▶ TASK DETAILS: From the mailing-list post below, pull out word for word the passage that begins with the words containing "From: Andres Freund" and ends with "patch and rebuilt.".

Skip site navigation (1) Skip section navigation (2)

Re: [PATCH] unified frontend support for pg_malloc et al and palloc/pfree mulation (was xlogreader-v4)

From: Andres Freund <andres(at)2ndquadrant(dot)com>
To: Tom Lane <tgl(at)sss(dot)pgh(dot)pa(dot)us>
Cc: Heikki Linnakangas <hlinnakangas(at)vmware(dot)com>,pgsql-hackers(at)postgresql(dot)org
Subject: Re: [PATCH] unified frontend support for pg_malloc et al and palloc/pfree mulation (was xlogreader-v4)
Date: 2013-01-09 22:14:52
Message-ID: 20130109221452.GA28653@awork2.anarazel.de (view raw or flat)
Thread:
Lists: pgsql-hackers
On 2013-01-09 15:43:19 -0500, Tom Lane wrote:
> I wrote:
> > I then applied the palloc.h and mcxt.c hunks of your patch and rebuilt.
> > Now I get an average runtime of 16666 ms, a full 2% faster, which is a
> > bit astonishing, particularly because the oprofile results haven't moved
> > much:
>
> I studied the assembly code being generated for palloc(), and I believe
> I see the reason why it's a bit faster: when there's only a single local
> variable that has to survive over the elog call, gcc generates a shorter
> function entry/exit sequence.

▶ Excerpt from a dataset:
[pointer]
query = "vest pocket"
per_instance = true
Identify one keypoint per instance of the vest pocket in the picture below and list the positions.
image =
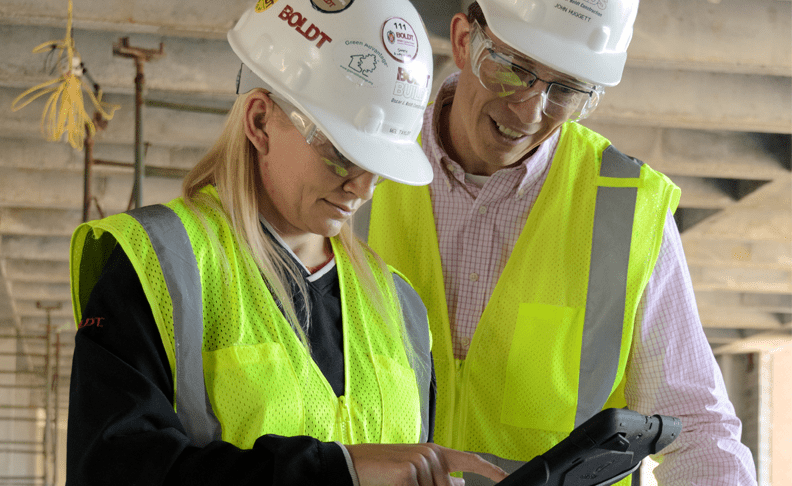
(542, 372)
(254, 391)
(401, 407)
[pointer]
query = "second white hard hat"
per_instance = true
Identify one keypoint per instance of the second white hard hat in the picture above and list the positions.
(586, 39)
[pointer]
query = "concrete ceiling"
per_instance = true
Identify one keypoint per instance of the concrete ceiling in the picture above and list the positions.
(706, 98)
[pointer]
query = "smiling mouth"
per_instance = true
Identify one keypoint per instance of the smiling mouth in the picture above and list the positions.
(508, 132)
(345, 209)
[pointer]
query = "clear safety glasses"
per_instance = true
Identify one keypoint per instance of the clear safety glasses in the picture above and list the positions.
(333, 159)
(510, 74)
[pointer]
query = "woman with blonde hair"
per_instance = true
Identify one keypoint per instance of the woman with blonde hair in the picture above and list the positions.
(241, 334)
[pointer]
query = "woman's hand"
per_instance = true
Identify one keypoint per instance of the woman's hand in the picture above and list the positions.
(416, 465)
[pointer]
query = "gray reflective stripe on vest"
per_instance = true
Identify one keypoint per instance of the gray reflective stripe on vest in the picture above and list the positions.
(180, 270)
(416, 323)
(607, 286)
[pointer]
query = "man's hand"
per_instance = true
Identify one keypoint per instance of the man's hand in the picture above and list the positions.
(416, 465)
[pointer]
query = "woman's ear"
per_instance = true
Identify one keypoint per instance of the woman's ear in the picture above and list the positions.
(258, 112)
(460, 39)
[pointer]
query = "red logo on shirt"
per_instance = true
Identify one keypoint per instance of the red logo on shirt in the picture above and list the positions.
(91, 321)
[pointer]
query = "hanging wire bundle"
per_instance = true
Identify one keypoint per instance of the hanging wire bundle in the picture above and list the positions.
(64, 111)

▶ TASK OUTPUT:
From: Andres Freund <andres(at)2ndquadrant(dot)com>
To: Tom Lane <tgl(at)sss(dot)pgh(dot)pa(dot)us>
Cc: Heikki Linnakangas <hlinnakangas(at)vmware(dot)com>,pgsql-hackers(at)postgresql(dot)org
Subject: Re: [PATCH] unified frontend support for pg_malloc et al and palloc/pfree mulation (was xlogreader-v4)
Date: 2013-01-09 22:14:52
Message-ID: 20130109221452.GA28653@awork2.anarazel.de (view raw or flat)
Thread:
Lists: pgsql-hackers
On 2013-01-09 15:43:19 -0500, Tom Lane wrote:
> I wrote:
> > I then applied the palloc.h and mcxt.c hunks of your patch and rebuilt.